WHAT NEEDS TO BE DONE - Return exactly the lines from the one containing "Phrase: window on building facade" through the last line of the records below, both included, and leave out any pictures.

'''

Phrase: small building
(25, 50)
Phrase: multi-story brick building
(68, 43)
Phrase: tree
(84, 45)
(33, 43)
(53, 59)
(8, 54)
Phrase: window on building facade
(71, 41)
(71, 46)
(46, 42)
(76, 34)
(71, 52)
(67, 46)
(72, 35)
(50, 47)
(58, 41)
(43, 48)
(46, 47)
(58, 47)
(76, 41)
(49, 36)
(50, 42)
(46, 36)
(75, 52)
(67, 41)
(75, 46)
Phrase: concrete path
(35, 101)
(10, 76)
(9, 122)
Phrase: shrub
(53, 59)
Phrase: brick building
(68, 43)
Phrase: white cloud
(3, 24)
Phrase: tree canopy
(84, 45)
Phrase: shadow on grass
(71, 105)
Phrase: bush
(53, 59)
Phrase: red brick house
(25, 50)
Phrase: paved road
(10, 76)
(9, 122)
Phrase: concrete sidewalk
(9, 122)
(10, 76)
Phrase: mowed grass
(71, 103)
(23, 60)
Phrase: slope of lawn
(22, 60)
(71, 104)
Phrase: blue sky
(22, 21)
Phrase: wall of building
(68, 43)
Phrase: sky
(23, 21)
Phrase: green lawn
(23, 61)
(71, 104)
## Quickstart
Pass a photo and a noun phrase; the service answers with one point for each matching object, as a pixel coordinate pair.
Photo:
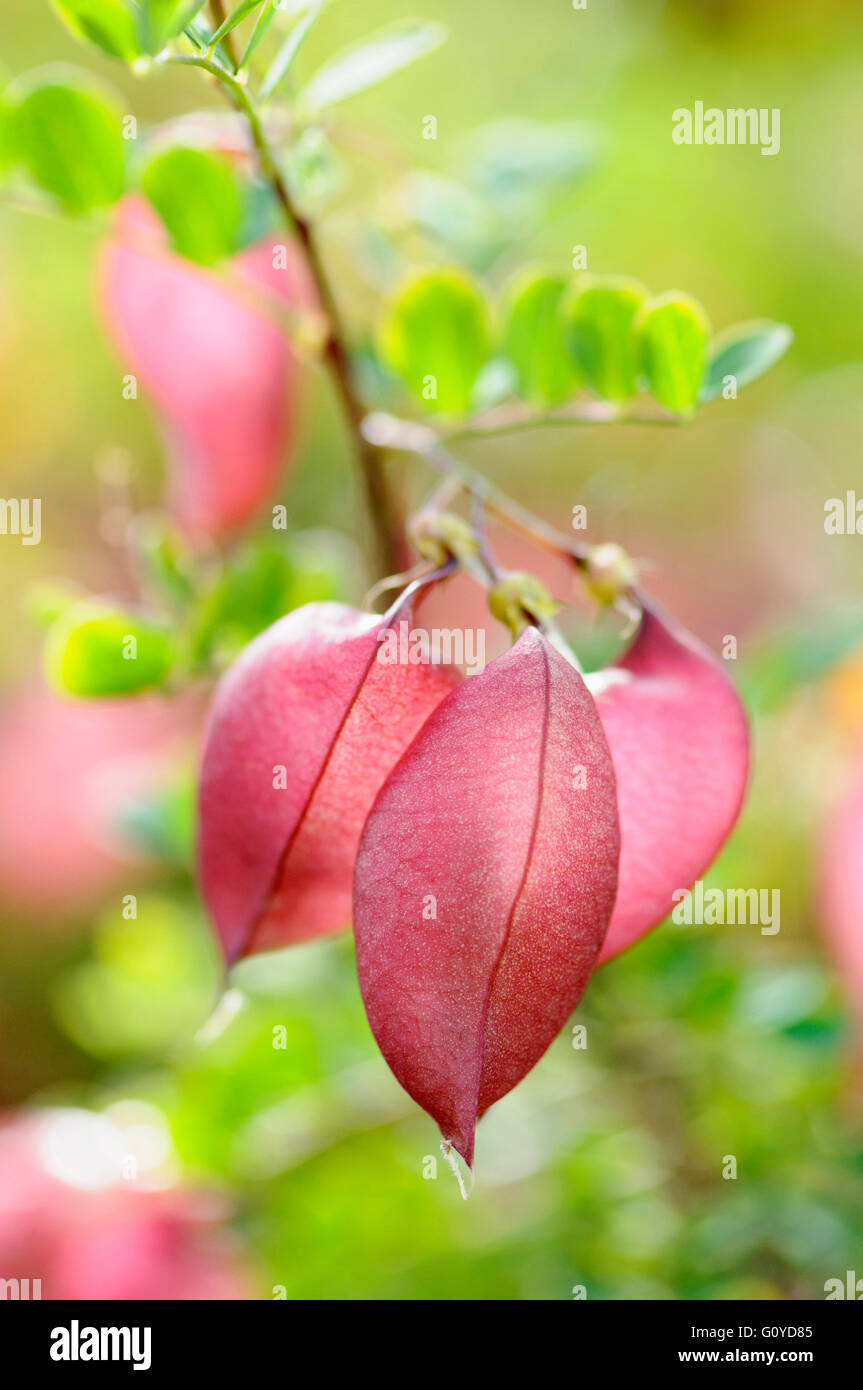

'''

SOLVED EXERCISE -
Phrase: window on building facade
(71, 41)
(71, 46)
(46, 42)
(76, 34)
(71, 52)
(67, 46)
(72, 35)
(50, 47)
(58, 41)
(43, 48)
(46, 47)
(58, 47)
(76, 41)
(49, 36)
(50, 42)
(46, 36)
(75, 52)
(67, 41)
(75, 46)
Phrase: concrete path
(35, 101)
(10, 76)
(9, 122)
Phrase: shrub
(53, 59)
Phrase: brick building
(68, 43)
Phrase: white cloud
(3, 24)
Phrase: tree canopy
(84, 45)
Phrase: shadow on grass
(71, 105)
Phrase: bush
(53, 59)
Phrase: red brick house
(25, 50)
Phrase: paved road
(10, 76)
(9, 122)
Phrase: concrete sidewalk
(9, 122)
(10, 76)
Phrase: mowed grass
(71, 103)
(23, 60)
Phrase: slope of lawn
(22, 60)
(71, 104)
Phrase: blue sky
(22, 21)
Phrase: wall of building
(68, 43)
Phrase: sky
(23, 21)
Phrase: green lawn
(23, 61)
(71, 104)
## Quickstart
Pass a photo and a noun phrase; the service answers with one point for each matching object, as a pixel coordinate pair.
Photo:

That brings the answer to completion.